_Goal 1_
Retype, without changes, the part of the article on farm advisory services in Odisha that opens with the words containing "Lisa Mariam Varkey, Sandeep" and closes with "for some time.".

_Page extract_

Transforming information into a commodity

  Lisa Mariam Varkey, Sandeep Yadav, Vikram Patil, Preeti Bharti, Sheetal Sharma, and Prakashan Chellattan Veettil   |  

Can agricultural advisory services provide business opportunities for agro-input dealers?

Interviewing an input dealer as a potential conduit for RCM dissemination. (Photo by Manas Ranjan Sahoo)

Interviewing an input dealer as a potential conduit for the dissemination of RCM recommendations. (Photo by Manas Ranjan Sahoo)

In Odisha, India, the agricultural sector has a domineering influence on the life and livelihood of 61% of the populace and, thus, holds the key to the socioeconomic development of the state. Because rice is the state’s principal crop, its low productivity, which is below the national average, has been affecting the sector significantly for some time.

One of the major reasons widely cited for the low yield and income of the farmers in the state is poor nutrient management in terms of quantity and the timing of application. One significant way of overcoming this problem is through customized agricultural advisory services on nutrient management.

Routing fertilizer information
Under this objective, the government of Odisha has been promoting Rice Crop Manager (RCM), a web-based software developed by the International Rice Research Institute (IRRI), as part of the emerging role of information and communication technology (ICT) in the agribusiness sector. To disseminate the recommendations, IRRI uses its staff, community resource persons, and public dissemination channels such as village agricultural workers. (See An app tailor-made for India’s rice farmers.)

_Exercise inputs_
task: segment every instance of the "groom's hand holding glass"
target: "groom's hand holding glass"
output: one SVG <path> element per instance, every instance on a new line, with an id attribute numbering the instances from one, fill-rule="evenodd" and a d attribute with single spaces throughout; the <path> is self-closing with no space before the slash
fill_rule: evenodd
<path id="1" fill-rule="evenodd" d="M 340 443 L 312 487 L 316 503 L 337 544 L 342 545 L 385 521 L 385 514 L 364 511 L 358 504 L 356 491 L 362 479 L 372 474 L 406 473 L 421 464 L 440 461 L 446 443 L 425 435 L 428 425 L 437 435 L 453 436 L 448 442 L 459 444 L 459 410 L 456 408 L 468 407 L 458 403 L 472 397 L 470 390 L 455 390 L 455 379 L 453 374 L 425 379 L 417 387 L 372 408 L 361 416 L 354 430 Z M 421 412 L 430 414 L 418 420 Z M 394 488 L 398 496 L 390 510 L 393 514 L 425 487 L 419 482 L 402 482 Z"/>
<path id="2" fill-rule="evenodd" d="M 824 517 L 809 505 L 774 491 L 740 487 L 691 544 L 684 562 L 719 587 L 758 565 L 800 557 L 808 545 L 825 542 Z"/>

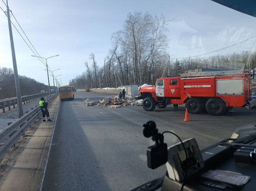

_Goal 2_
Pull out every line of the rows that contains the string "evenodd".

_Finished answer 1_
Lisa Mariam Varkey, Sandeep Yadav, Vikram Patil, Preeti Bharti, Sheetal Sharma, and Prakashan Chellattan Veettil   |  

Can agricultural advisory services provide business opportunities for agro-input dealers?

Interviewing an input dealer as a potential conduit for RCM dissemination. (Photo by Manas Ranjan Sahoo)

Interviewing an input dealer as a potential conduit for the dissemination of RCM recommendations. (Photo by Manas Ranjan Sahoo)

In Odisha, India, the agricultural sector has a domineering influence on the life and livelihood of 61% of the populace and, thus, holds the key to the socioeconomic development of the state. Because rice is the state’s principal crop, its low productivity, which is below the national average, has been affecting the sector significantly for some time.

_Finished answer 2_
output: one SVG <path> element per instance, every instance on a new line, with an id attribute numbering the instances from one, fill-rule="evenodd" and a d attribute with single spaces throughout; the <path> is self-closing with no space before the slash
fill_rule: evenodd
<path id="1" fill-rule="evenodd" d="M 340 443 L 312 487 L 316 503 L 337 544 L 342 545 L 385 521 L 385 514 L 364 511 L 358 504 L 356 491 L 362 479 L 372 474 L 406 473 L 421 464 L 440 461 L 446 443 L 425 435 L 428 425 L 437 435 L 453 436 L 448 442 L 459 444 L 459 410 L 456 408 L 468 407 L 458 403 L 472 397 L 470 390 L 455 390 L 455 379 L 453 374 L 425 379 L 417 387 L 372 408 L 361 416 L 354 430 Z M 421 412 L 430 414 L 418 420 Z M 394 488 L 398 496 L 390 510 L 393 514 L 425 487 L 419 482 L 402 482 Z"/>
<path id="2" fill-rule="evenodd" d="M 824 517 L 809 505 L 774 491 L 740 487 L 691 544 L 684 562 L 719 587 L 758 565 L 800 557 L 808 545 L 825 542 Z"/>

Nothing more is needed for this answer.